▶ [What to produce] Set down the passage of the text on Alain Moka starting with "Alain Moka (born" and going on through "Assembly since 2005.", copied word for word.

= Alain Moka =

Congolese politician

Alain Moka (born 1953) is a Congolese politician. He was Minister of Health and Population in the government of Congo-Brazzaville from 2002 to 2005 and has been a Deputy in the National Assembly since 2005.

==Political career==
Moka was born in Impfondo, located in the Likouala Region of northern Congo-Brazzaville. He is a medical doctor by profession and became the medical attaché to the Congolese embassy in Paris in 1997. He was subsequently a member of the National Transitional Council, which served as a transitional legislature from 1998 to 2002. In the May-June 2002 parliamentary election, he was elected to the National Assembly as the candidate of the Congolese Labour Party (PCT) in Impfondo constituency; he won the seat in the first round with 67.20% of the vote. Following that election, he was appointed to the government as Minister of Health and Population on 18 August 2002; accordingly, he succeeded Léon-Alfred Opimbat at the Ministry of Health on 22 August. Following an outbreak of the Ebola virus, which claimed 29 lives, Moka announced the end of the outbreak on 20 January 2004.

As Minister of Health, Moka was reportedly disliked by foreign donors and criticized for making little progress in improving the poor state of the health sector after years of civil war. The European Union demanded repayment of two million euros in aid that Moka was alleged to have redirected away from its intended use. He remained Minister of Health and Population until he was dismissed from the government on 7 January 2005; subsequently he returned to his seat in the National Assembly.

Radio Moka, a Likouala radio station owned by Moka, was ordered to be closed by the Prefect of Likouala on 1 September 2005. The station was accused of broadcasting partial information, as well as inciting hatred and division. According to Moka, however, the closure was in retaliation for the station's failure to cover an Impfondo rally in support of PCT Secretary-General Ambroise Noumazalaye in the midst of an intra-party dispute. In that dispute between PCT reformers and conservatives regarding the organization of the party, Moka was associated with the conservatives.

Annotated photo localization data
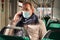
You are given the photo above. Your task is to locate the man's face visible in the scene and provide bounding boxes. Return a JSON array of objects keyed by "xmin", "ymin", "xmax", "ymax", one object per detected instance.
[{"xmin": 23, "ymin": 4, "xmax": 32, "ymax": 15}]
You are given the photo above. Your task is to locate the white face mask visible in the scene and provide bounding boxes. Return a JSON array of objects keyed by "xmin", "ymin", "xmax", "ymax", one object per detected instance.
[{"xmin": 23, "ymin": 11, "xmax": 31, "ymax": 18}]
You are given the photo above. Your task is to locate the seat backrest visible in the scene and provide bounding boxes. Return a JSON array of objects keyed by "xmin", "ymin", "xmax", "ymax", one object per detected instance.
[
  {"xmin": 47, "ymin": 20, "xmax": 60, "ymax": 30},
  {"xmin": 0, "ymin": 35, "xmax": 29, "ymax": 40},
  {"xmin": 42, "ymin": 31, "xmax": 60, "ymax": 40}
]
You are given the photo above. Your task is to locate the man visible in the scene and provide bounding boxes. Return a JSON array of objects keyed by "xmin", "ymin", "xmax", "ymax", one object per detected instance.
[{"xmin": 4, "ymin": 2, "xmax": 46, "ymax": 40}]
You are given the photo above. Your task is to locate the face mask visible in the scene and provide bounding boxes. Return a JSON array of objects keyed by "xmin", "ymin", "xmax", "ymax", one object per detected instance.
[{"xmin": 23, "ymin": 11, "xmax": 31, "ymax": 18}]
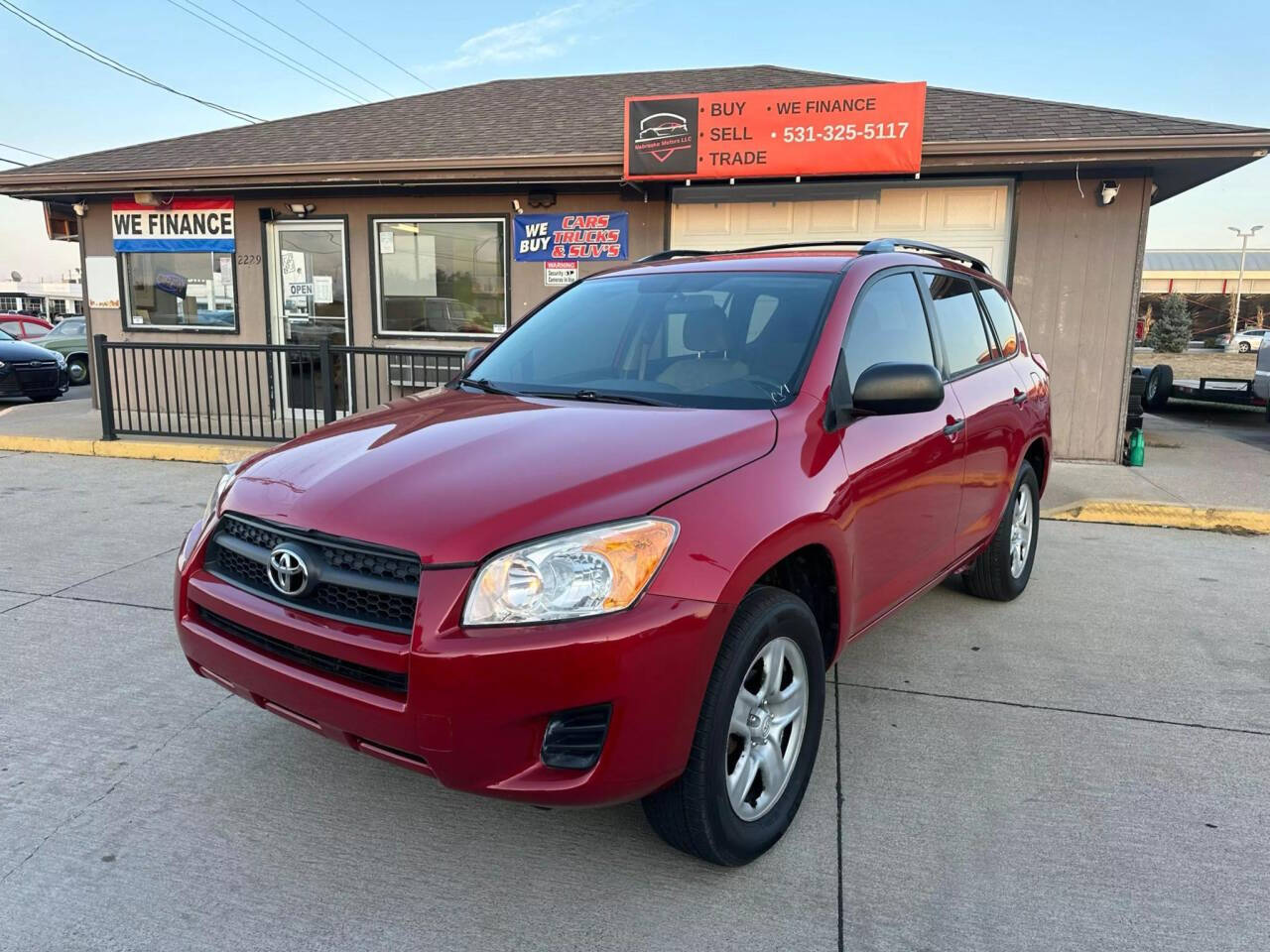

▶ [Solution to this problem]
Alain Moka (born 1953) is a Congolese politician. He was Minister of Health and Population in the government of Congo-Brazzaville from 2002 to 2005 and has been a Deputy in the National Assembly since 2005.